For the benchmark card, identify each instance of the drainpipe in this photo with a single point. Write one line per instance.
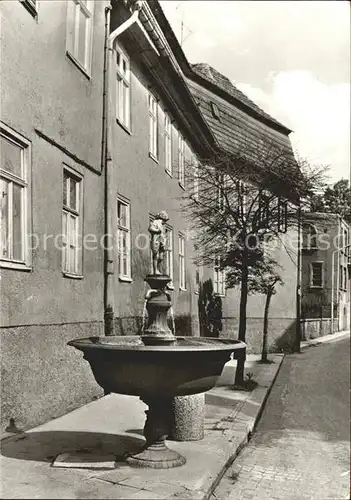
(298, 285)
(106, 160)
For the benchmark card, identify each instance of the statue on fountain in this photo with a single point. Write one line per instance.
(158, 241)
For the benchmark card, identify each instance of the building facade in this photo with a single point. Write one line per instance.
(51, 192)
(325, 274)
(55, 123)
(96, 131)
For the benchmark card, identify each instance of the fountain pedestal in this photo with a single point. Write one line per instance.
(155, 453)
(158, 303)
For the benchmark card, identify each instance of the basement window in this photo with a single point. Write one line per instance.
(215, 111)
(31, 6)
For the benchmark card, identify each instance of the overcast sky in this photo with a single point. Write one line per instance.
(291, 57)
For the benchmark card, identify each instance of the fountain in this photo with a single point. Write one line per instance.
(157, 365)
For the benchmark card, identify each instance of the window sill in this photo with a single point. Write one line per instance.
(30, 7)
(15, 265)
(124, 127)
(78, 65)
(168, 172)
(73, 276)
(125, 279)
(153, 157)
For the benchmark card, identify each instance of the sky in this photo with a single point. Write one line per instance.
(291, 57)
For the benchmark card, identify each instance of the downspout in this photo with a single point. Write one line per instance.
(106, 160)
(298, 284)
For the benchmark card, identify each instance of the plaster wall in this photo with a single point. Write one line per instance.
(145, 184)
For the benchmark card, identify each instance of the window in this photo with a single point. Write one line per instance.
(182, 284)
(264, 210)
(181, 166)
(309, 237)
(316, 274)
(168, 144)
(14, 198)
(345, 278)
(169, 254)
(80, 31)
(220, 192)
(198, 270)
(153, 126)
(71, 223)
(218, 279)
(122, 88)
(123, 240)
(196, 178)
(341, 277)
(215, 111)
(31, 6)
(345, 241)
(282, 215)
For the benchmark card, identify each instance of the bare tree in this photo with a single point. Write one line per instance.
(237, 202)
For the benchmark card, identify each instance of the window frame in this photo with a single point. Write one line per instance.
(181, 160)
(126, 230)
(215, 111)
(153, 126)
(196, 186)
(219, 279)
(24, 182)
(77, 214)
(312, 285)
(31, 6)
(309, 239)
(123, 88)
(169, 257)
(282, 215)
(181, 261)
(168, 144)
(74, 8)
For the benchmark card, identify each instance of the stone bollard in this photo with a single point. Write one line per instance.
(188, 416)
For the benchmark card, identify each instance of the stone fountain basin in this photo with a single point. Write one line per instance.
(126, 366)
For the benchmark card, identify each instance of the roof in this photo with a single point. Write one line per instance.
(213, 76)
(238, 133)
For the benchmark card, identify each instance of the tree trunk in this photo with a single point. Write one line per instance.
(239, 373)
(265, 325)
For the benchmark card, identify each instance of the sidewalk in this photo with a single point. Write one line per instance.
(113, 425)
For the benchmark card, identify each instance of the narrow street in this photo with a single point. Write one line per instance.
(301, 447)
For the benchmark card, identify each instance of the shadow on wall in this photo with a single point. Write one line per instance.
(209, 310)
(133, 325)
(281, 334)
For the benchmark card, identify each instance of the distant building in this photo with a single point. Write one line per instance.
(57, 281)
(325, 274)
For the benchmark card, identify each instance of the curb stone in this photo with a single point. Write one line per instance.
(260, 390)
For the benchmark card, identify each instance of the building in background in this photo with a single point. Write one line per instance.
(325, 274)
(51, 193)
(59, 137)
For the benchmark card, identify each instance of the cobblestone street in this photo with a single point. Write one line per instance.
(300, 449)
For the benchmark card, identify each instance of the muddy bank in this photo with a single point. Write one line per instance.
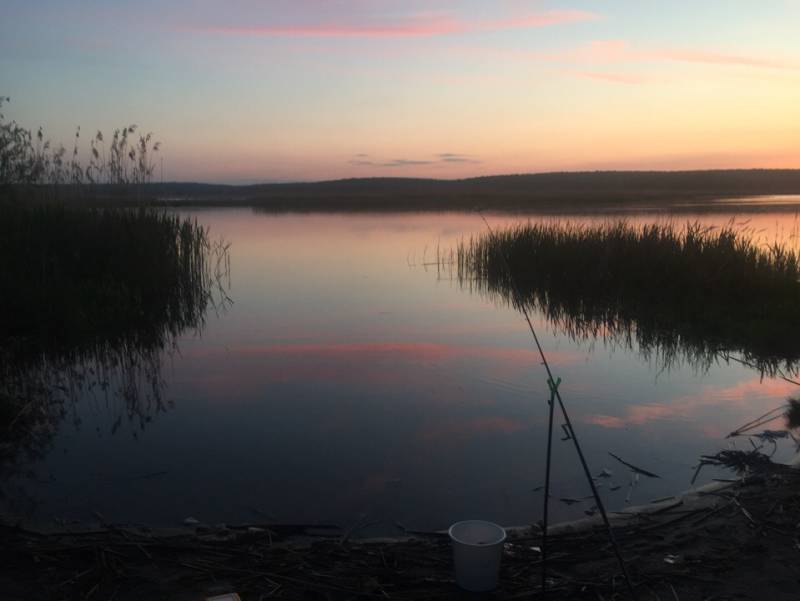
(736, 541)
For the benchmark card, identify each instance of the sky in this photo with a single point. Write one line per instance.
(242, 91)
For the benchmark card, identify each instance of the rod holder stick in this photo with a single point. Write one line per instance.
(518, 300)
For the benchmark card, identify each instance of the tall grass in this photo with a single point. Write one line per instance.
(91, 303)
(703, 292)
(32, 168)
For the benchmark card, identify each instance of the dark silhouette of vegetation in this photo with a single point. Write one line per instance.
(91, 300)
(544, 192)
(696, 293)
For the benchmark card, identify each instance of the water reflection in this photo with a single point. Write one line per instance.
(86, 322)
(716, 300)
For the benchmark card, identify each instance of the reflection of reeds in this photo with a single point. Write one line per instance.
(90, 301)
(696, 292)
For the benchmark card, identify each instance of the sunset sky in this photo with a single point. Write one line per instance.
(245, 91)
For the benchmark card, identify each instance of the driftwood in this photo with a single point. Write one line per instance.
(678, 551)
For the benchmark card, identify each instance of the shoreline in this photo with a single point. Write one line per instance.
(724, 540)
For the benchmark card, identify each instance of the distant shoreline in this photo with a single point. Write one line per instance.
(548, 192)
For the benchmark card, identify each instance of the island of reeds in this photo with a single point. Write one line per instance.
(90, 298)
(676, 292)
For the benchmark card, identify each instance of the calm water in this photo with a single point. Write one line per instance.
(351, 382)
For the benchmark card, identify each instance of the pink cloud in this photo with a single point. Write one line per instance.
(405, 27)
(620, 51)
(612, 77)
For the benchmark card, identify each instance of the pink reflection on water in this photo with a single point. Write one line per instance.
(248, 369)
(753, 396)
(461, 429)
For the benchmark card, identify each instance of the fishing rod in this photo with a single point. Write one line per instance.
(556, 394)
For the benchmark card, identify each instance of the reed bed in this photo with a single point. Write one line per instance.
(91, 302)
(692, 291)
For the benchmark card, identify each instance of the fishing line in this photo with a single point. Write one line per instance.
(554, 392)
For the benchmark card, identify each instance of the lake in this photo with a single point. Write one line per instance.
(352, 380)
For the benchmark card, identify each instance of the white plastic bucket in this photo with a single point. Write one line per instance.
(477, 550)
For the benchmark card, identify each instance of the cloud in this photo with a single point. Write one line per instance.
(626, 78)
(451, 157)
(620, 51)
(443, 157)
(421, 25)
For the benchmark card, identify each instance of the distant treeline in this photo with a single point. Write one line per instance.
(544, 191)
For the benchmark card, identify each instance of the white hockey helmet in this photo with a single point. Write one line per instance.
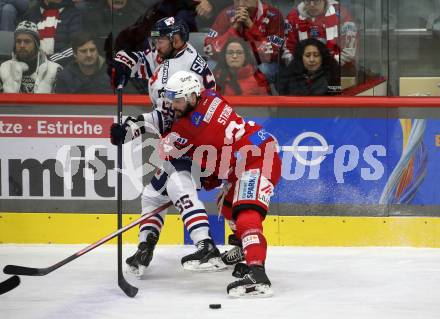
(182, 84)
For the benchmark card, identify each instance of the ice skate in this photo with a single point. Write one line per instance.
(206, 258)
(253, 284)
(232, 256)
(138, 263)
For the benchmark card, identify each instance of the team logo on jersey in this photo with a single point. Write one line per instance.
(212, 33)
(259, 137)
(166, 66)
(196, 119)
(265, 191)
(250, 240)
(248, 185)
(211, 109)
(170, 21)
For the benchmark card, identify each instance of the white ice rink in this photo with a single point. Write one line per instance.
(309, 283)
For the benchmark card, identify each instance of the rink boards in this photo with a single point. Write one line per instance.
(338, 185)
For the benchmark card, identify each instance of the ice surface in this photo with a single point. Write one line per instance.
(309, 283)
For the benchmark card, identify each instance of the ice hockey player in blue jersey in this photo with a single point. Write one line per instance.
(171, 53)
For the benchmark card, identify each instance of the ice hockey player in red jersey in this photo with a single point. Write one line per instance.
(243, 154)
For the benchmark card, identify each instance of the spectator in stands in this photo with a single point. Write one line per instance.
(259, 23)
(29, 70)
(312, 72)
(236, 73)
(57, 20)
(10, 11)
(325, 20)
(87, 74)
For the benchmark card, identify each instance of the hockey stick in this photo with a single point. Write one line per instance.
(9, 284)
(129, 290)
(29, 271)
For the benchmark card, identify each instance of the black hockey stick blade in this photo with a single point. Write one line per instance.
(9, 284)
(23, 271)
(129, 290)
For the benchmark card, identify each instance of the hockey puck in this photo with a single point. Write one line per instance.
(215, 306)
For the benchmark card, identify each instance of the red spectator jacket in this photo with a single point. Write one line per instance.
(341, 43)
(266, 35)
(250, 80)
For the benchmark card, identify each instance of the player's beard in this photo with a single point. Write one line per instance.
(169, 54)
(188, 109)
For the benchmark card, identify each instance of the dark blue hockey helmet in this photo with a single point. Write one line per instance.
(170, 26)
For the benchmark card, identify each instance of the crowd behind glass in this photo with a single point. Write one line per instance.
(253, 47)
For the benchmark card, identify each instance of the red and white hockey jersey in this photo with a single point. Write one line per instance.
(219, 140)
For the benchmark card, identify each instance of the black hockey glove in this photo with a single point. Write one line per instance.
(121, 68)
(118, 133)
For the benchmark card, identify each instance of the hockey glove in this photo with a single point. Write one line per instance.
(118, 133)
(210, 182)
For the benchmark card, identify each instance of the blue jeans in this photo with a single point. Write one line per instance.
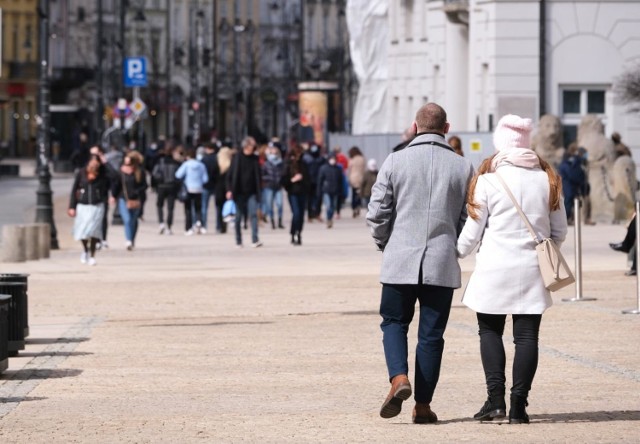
(246, 206)
(397, 308)
(269, 196)
(297, 203)
(206, 197)
(330, 203)
(129, 219)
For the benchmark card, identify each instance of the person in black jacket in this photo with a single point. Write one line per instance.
(127, 188)
(167, 186)
(330, 180)
(86, 204)
(297, 182)
(243, 186)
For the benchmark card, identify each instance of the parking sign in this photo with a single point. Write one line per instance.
(135, 71)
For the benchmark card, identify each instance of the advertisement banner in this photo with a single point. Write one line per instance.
(313, 116)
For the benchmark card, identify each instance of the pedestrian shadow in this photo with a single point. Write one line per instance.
(51, 353)
(208, 324)
(28, 375)
(598, 416)
(19, 399)
(54, 340)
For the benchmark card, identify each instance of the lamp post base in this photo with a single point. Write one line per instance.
(44, 204)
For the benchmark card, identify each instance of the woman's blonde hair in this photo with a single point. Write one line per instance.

++++++++++

__Written task__
Return exactly the lines of the data, and only those, from the line with "of the advertisement" through the last line, inclusive.

__Solution below__
For the benchmark card, identify each instance of the advertisement banner in this photo with a single point. Write one line per instance.
(313, 116)
For the benchmark card, identify each instance of the pedestrian shadow in this photo with a single point. Write one line per instance.
(51, 353)
(208, 324)
(28, 375)
(598, 416)
(19, 399)
(54, 340)
For the benchmark card, identify each instance of the lamp post base in this photo with a single point. Write one line per instance.
(44, 204)
For the benchmark card, identify each instance of the woman's blonde hair in this photo with a single point. Write one line per instance.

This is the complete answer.